**What to do:**
Change "instance" to "object" throughout the data below, leaving everything else as it is, and omit the pictures from your reply.

**Supplied records:**
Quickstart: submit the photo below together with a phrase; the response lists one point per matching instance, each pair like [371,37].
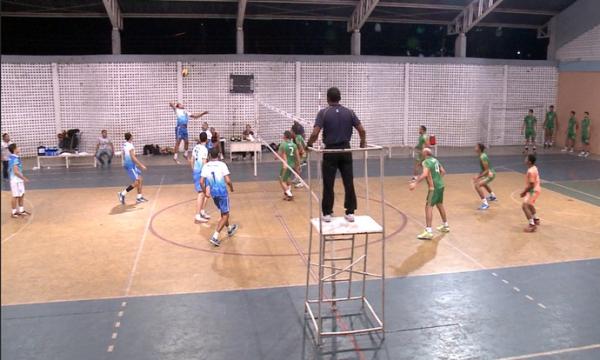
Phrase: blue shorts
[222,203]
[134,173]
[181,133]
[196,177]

**Task result:**
Quickstart: submit the photo below together with a phrase; the response lists one point per matching object, each pair like [371,37].
Phrase: blue shorts
[222,203]
[134,173]
[181,133]
[196,177]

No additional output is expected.